Exercise: Once the pictures are set aside, copy everything else in the records exactly.

Data:
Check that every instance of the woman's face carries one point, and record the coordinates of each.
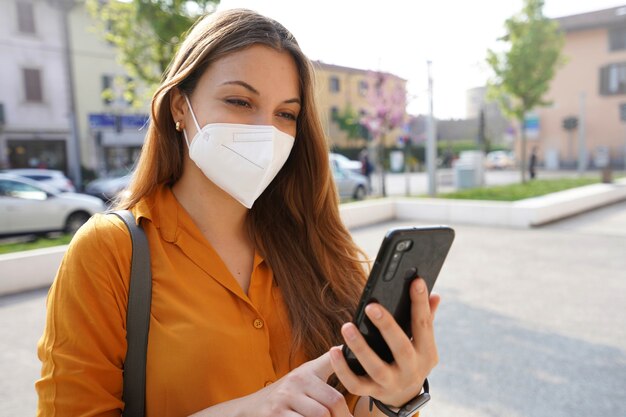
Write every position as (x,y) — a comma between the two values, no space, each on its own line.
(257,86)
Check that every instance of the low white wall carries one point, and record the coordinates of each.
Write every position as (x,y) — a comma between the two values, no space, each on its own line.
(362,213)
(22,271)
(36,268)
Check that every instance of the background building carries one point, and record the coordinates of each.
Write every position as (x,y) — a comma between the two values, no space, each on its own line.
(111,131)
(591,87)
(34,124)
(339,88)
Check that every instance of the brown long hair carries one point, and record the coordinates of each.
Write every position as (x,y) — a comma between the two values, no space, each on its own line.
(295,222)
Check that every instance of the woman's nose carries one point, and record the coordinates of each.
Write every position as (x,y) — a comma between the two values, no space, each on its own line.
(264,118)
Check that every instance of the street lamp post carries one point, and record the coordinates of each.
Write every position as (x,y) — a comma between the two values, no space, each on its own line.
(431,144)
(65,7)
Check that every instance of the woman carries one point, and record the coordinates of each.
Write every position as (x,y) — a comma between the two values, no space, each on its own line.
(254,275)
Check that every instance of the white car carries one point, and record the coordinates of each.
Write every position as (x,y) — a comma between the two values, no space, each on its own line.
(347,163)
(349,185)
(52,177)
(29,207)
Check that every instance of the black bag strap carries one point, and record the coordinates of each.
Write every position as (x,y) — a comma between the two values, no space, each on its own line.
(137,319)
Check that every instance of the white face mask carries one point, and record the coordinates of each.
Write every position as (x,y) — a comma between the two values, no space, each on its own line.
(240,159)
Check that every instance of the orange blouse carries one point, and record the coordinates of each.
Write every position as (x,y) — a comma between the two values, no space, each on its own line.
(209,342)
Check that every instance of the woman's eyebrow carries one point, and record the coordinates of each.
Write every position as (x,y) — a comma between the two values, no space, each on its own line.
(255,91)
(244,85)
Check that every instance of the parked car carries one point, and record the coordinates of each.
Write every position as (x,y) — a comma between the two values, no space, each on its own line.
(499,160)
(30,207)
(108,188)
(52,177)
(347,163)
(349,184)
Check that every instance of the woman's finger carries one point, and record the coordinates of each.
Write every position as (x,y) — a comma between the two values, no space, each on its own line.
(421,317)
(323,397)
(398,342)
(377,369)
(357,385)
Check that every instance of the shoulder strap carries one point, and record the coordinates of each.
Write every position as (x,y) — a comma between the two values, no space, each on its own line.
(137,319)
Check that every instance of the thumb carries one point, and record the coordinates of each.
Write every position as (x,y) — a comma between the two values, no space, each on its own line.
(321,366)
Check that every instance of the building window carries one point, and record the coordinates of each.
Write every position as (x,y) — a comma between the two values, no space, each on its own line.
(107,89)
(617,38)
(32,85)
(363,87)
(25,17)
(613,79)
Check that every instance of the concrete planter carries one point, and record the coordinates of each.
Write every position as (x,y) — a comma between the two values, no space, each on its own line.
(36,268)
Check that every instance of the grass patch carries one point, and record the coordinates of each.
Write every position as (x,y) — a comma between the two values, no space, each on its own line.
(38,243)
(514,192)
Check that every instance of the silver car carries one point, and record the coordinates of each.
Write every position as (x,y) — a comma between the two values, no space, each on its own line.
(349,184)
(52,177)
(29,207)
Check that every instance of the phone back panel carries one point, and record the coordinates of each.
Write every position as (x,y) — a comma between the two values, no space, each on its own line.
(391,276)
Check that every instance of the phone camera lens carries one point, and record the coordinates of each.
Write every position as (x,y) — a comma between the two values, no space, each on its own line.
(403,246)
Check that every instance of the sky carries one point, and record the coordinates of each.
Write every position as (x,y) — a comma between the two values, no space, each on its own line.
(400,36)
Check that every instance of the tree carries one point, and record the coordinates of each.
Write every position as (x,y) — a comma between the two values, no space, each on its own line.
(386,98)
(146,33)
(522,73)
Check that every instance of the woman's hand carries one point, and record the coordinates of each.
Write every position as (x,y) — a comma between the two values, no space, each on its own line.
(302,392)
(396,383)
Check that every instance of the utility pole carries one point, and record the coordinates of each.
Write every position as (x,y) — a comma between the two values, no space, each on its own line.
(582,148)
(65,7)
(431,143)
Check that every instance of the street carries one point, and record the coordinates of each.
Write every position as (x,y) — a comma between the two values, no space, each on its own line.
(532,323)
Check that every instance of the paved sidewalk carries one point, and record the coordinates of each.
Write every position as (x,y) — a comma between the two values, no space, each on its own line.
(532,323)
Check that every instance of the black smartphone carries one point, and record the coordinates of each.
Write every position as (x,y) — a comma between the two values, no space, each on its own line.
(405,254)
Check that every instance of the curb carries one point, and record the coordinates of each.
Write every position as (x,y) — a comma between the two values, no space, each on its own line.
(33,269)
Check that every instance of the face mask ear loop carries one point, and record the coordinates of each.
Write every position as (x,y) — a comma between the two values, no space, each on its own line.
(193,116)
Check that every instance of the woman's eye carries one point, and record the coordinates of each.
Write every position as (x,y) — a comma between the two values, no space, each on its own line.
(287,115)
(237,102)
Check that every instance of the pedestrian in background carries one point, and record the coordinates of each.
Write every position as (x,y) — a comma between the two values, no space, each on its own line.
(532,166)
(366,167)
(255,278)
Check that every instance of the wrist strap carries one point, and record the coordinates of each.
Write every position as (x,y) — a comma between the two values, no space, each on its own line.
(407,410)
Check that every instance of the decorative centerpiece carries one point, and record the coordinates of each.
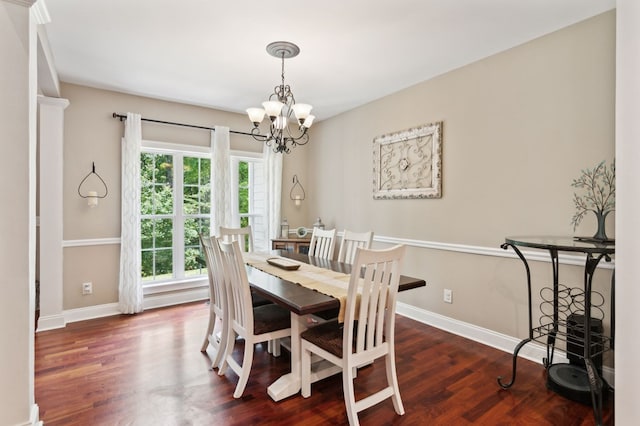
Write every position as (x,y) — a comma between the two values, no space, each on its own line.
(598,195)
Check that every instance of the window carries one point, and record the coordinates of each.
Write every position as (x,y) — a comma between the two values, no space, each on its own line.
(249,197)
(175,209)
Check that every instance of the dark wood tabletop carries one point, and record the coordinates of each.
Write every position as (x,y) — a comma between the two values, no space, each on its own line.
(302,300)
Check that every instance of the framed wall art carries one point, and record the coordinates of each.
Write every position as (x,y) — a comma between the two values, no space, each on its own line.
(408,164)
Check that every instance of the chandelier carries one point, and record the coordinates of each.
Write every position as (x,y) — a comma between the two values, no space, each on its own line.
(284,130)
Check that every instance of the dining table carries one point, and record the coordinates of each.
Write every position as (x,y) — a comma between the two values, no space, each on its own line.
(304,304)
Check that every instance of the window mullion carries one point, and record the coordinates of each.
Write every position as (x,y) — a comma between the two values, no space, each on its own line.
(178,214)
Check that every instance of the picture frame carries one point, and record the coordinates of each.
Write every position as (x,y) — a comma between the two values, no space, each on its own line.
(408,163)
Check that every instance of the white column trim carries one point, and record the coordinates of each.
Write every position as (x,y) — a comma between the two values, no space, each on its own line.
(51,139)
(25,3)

Completed exercise:
Check that every instance of the woman's face carries one point, and record the coordinates of each.
Write every position as (x,y) — a comma between the two values, no space, each on its own line.
(257,86)
Check that every instance of the low white wall carries one point, and record the coordinates of each.
Write every position as (x,y) — a comma between the two values, no space, each on its own line.
(362,213)
(22,271)
(36,268)
Check that every instance of the background building carries one point, and record the coordinates of each.
Write every position as (x,y) — a comma between the two values, no space, each on its own line.
(111,131)
(591,87)
(34,124)
(339,88)
Check that every instance of the brown long hair carries one point, and record the coordinates of each.
Write every position as (x,y) — a comma between the two values, no space, each on its own line.
(295,222)
Check that every instance of the woman's nose carries one point, and record the coordinates of each.
Write every position as (x,y) — a comma between the two values, no space, each on its own line.
(264,118)
Check that every instance of the street lamp post carries one point, and record the coordinates of each.
Write every position as (x,y) — a comma between the two values, no space, each on its own line.
(431,144)
(65,7)
Check that every instance of the woman carries one point, and record the coordinates of each.
Write every position as (x,y) — a comma between the two values, no space, each on its own line.
(254,275)
Check that every instance of the white car carries one point, and record the coordinates of each.
Write every position as (x,y) — a comma between the two values, no space, each on its own line.
(347,163)
(349,185)
(52,177)
(29,207)
Check that every instance of the black bag strap carries one point, and record the coordinates of each.
Write every position as (x,y) — a comma between the two values, no space, each on its own line.
(137,319)
Check that every instance of the white face mask carries one point, and record the coordinates of each.
Write every position as (x,y) — a comma between the two values, no space, each on its own line.
(240,159)
Check that every instance of the orange blouse carries one point, and record the coordinates of each.
Write every position as (x,y) — a comma between the two values, no space, each on its own line.
(209,342)
Check that every instance of the woman's eyebrow carries one point, and record the coordinates of each.
Write every position as (x,y) — a comma between the two values, no space, each on its own line.
(255,91)
(244,85)
Check that every instance of the parked car carries one point, and record the coordinates of each.
Write every position as (x,y) — a comma between the two values, no space, each on its own line.
(499,160)
(30,207)
(108,188)
(52,177)
(347,163)
(349,184)
Check that every instance of the woman's finger carries one point, and record the coordinates of each.
Write every position as (x,y) — a comma between the two values, no space, each on its own line.
(421,317)
(323,397)
(398,342)
(377,369)
(357,385)
Check that every instance of the shoulder strap carries one point, and record the coordinates of each.
Write every position as (x,y) — a comma between the two values, no space, each on its own line.
(137,319)
Check that every instance of the thumb carries one point, and record the coordinates of each.
Write every position as (x,y) — a comma between the two values, no space, each on its own line.
(321,366)
Check that every instance of the building window carries one point, and record the coordinates of each.
Write every position as (x,y) — a comma between the two values, no space, each on its own line.
(107,89)
(617,38)
(32,85)
(363,87)
(25,17)
(613,79)
Check that every instance of the concrete planter carries one point, and record the coordinates of each.
Write every position as (x,y) — a comma between the two values, no space, each on its own line.
(36,268)
Check that every instance of the grass patch carries one point, and record the coordinates of each.
Write every position as (x,y) — a comma between the two values, no space, each on its own line.
(38,243)
(514,192)
Check that every instance of the silver car carries one point, and record the coordinates of each.
Write every position as (x,y) — a comma between the two values, no space, each on its own line.
(349,184)
(52,177)
(29,207)
Check that every instance of the phone back panel carries one point, and record the coordinates of each.
Write every position as (x,y) — a comma between the two values, no space, each on its own line.
(391,276)
Check that every instance of the phone camera lens carries one point, and record the coordinates of each.
Write every position as (x,y) — a comma between the two values, no space, each on its own line.
(403,246)
Check that every instance of the sky carries one point, and record the coordinates of each.
Write every position as (x,y) — a comma between the two values, no space, each on its own line.
(400,36)
Check that every instance of the tree carries one point, and record the coordinates of each.
Write every position as (x,y) — a comma between the two values, no space, each on its own line.
(386,98)
(146,33)
(522,73)
Check that every instance of the woman's hand carries one point, and record the coordinates of each.
Write every position as (x,y) — a comma between the two values, no space, each on its own line.
(302,392)
(396,383)
Check that every instance of the utility pole carries one point, and record the coordinates of each.
Write every position as (x,y) — a comma between the two values, no space, each on its own line.
(582,148)
(65,7)
(431,143)
Check that every instance of the street carries one point, and record the coordinates of each.
Write every position as (x,y) — a comma between the two values, no space, each on its own line.
(532,323)
Check that every instance of the paved sidewalk carries one point, and record the coordinates of each.
Write every position as (x,y) — a comma between the two values, no space, each on its own line.
(532,323)
Check that every instance of the black smartphone carries one point, and record the coordinates of each.
Write every position as (x,y) — a comma between the two values, no space, each on its own line.
(405,254)
Check that every instance of the curb carries one point, and record the coordinates of each.
Write every position as (x,y) — a comma between the two values, no space, each on its own line.
(33,269)
Check that every instance of the face mask ear loop carries one point, and record the coordinates of each.
Write every position as (x,y) — a comma between the two values, no space, each on its own line.
(193,116)
Check that every instance of the woman's eye carries one point, and record the coordinates of each.
Write every position as (x,y) — a comma between the two values, no space, each on its own line.
(287,115)
(237,102)
Check that every instance of the pedestrian in background carries one point, and record the coordinates of each.
Write every position as (x,y) — a comma between the two values, no space, each on its own line.
(532,166)
(366,167)
(255,278)
Check that every instance of the wrist strap carries one point, and record the coordinates of each.
Write every position as (x,y) — a comma between the two values, no space, each on its own line.
(407,410)
Check that every instance of the decorative centerpiece carries one point, and record the coordinates of each.
Write every position as (x,y) — a comma between the two values, no space, each on its own line.
(598,195)
Check that every instance of the window carries one point, and record the coordinates of each.
Write every position as (x,y) — a comma between the two values, no space, each on its own line.
(249,197)
(175,209)
Check that every instance of the dark wood tabletop carries one point, and record the coordinates of each.
Write every position as (x,y) — a comma between the two values, no space, each on its own line.
(302,300)
Check that every instance of the framed wall art carries one point, and record the coordinates of each.
Write every position as (x,y) — a comma between the two values, no space, each on its own line.
(408,164)
Check that every instance of the chandelier carries one point, and record the coordinates of each.
Write every position as (x,y) — a comma between the two values, no space, each on its own line.
(284,130)
Check that every instance of the dining table carries one point, and record the coordinates of each.
Write every position as (x,y) — a comma between the two values, no space, each on its own line.
(304,304)
Check that every instance of the window mullion carries one point, and record the coordinates of each.
Write every position as (x,y) — a comma between the two values, no space, each on its own line.
(178,214)
Check that every instance of the picture frame carries one point, and record the coordinates of each.
Write every position as (x,y) — a comma between the two values, no space, each on its own line.
(408,163)
Check that every instance of the white column trim carries one point, and record the coordinates of each.
Write every position as (x,y) — a comma between the two values, no space, each on its own line.
(51,139)
(25,3)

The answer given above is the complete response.